練習問題 |
• 1. 王章と馮野王についての文章の内容を、二文にまとめなさい。
• 2. 王章と馮野王についての文章を、最後の文の後から再開して書き進めなさい。

提供テキスト |
════════
西漢時代256 成帝(十四) 王章と馮野王 前24年(2)

今回は西漢成帝陽朔元年続きです。
 
[(続き)] 王鳳が王商を弾劾して罷免させ、後には定陶王を国に帰らせたため、成帝は王鳳に対して不平を抱えていました。
王章の進言を聴いた成帝はついに感寤(覚醒。悟ること)し、意見を採用して王章に言いました「京兆尹の直言がなかったら、わしは社稷の計を聞けなかった。そもそも賢人だけが賢人を知ることができる。君は試しに朕のために輔佐できる者を求めよ。」
王章は封事を上奏し、信都王劉興元帝の子)の舅(母の兄弟)に当たる琅邪太守馮野王(馮奉世の子)が忠信質直で余りある智謀を有しているとして推挙しました。
════════
提供データ |
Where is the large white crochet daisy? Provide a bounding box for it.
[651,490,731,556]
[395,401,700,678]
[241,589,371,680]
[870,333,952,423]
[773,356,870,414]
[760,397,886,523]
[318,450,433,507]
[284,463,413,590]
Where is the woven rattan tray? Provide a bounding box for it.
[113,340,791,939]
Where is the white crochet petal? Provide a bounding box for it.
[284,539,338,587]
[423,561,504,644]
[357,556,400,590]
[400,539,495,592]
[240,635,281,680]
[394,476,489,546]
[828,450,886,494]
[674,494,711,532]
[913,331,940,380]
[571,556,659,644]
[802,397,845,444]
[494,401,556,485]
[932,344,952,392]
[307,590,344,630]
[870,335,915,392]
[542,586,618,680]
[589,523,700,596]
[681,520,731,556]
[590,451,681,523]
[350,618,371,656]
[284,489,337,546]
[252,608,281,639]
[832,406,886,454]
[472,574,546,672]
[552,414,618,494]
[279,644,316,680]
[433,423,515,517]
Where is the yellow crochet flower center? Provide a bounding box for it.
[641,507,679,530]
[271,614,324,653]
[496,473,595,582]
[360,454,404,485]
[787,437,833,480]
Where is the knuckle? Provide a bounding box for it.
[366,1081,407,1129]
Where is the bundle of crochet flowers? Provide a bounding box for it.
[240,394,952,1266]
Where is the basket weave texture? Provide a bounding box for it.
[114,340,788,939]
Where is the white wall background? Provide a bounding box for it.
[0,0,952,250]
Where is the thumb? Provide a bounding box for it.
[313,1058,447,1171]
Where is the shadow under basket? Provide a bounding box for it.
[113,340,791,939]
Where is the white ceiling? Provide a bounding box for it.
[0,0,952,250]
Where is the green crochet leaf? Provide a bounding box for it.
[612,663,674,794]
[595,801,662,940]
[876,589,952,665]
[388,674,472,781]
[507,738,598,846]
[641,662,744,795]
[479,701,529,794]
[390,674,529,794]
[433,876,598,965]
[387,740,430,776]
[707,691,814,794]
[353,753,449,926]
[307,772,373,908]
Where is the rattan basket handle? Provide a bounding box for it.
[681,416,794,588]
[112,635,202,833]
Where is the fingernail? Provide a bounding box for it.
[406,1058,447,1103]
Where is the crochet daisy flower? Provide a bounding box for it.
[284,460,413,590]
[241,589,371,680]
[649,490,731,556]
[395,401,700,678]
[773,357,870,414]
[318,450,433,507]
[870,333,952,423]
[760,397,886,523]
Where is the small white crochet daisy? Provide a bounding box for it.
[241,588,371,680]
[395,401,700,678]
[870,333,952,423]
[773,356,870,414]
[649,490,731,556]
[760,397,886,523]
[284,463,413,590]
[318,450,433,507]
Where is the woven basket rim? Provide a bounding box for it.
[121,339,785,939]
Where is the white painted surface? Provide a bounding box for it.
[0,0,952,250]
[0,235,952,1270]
════════
解答例 |
• 1. 王鳳が王商を弾劾して罷免させ、定陶王を国に帰らせたために不平を抱えていた成帝は、王章の進言を聴いて悟り、その意見を採用して、自分を輔佐できる者を求めるよう王章に命じました。王章は封事を上奏し、忠信質直で余りある智謀を有する人物として、琅邪太守の馮野王を推挙しました。

• 2.
成帝も太子だった頃からしばしば馮野王の名を聞いていたため、馮野王に頼って王鳳に代えようと欲しました。
 
成帝は王章を招くたびに左右の者を退けて話をしていました。しかしこの時は、太后(王政君)の従弟の子に当たる侍中王音が傍で盗み聞きしており、王章の言を詳しく知って王鳳に伝えました。
資治通鑑』胡三省注によると、王太后の従弟は長楽衛尉王弘といい、その子が侍中王音に当たるという説と、王弘は王太后の叔父(王禁の兄弟)で、王音は王太后の従父弟(父の兄弟の子)に当たるという説があります。胡三省は後者が恐らく正しいとしています(その場合、『資治通鑑』本文の「太后の従弟の子」という記述は誤りになります)
 
王音の報告を聞いた王鳳は非常に憂いて恐れました。
そこで杜欽が王鳳に朝廷を出て家に帰ること(出就第)を勧めました。
王鳳は上書して引退を乞います(乞骸骨)。上書の内容は悲哀に満ちていました。
これを聞いた王太后は涙を流して食事を採らなくなりました。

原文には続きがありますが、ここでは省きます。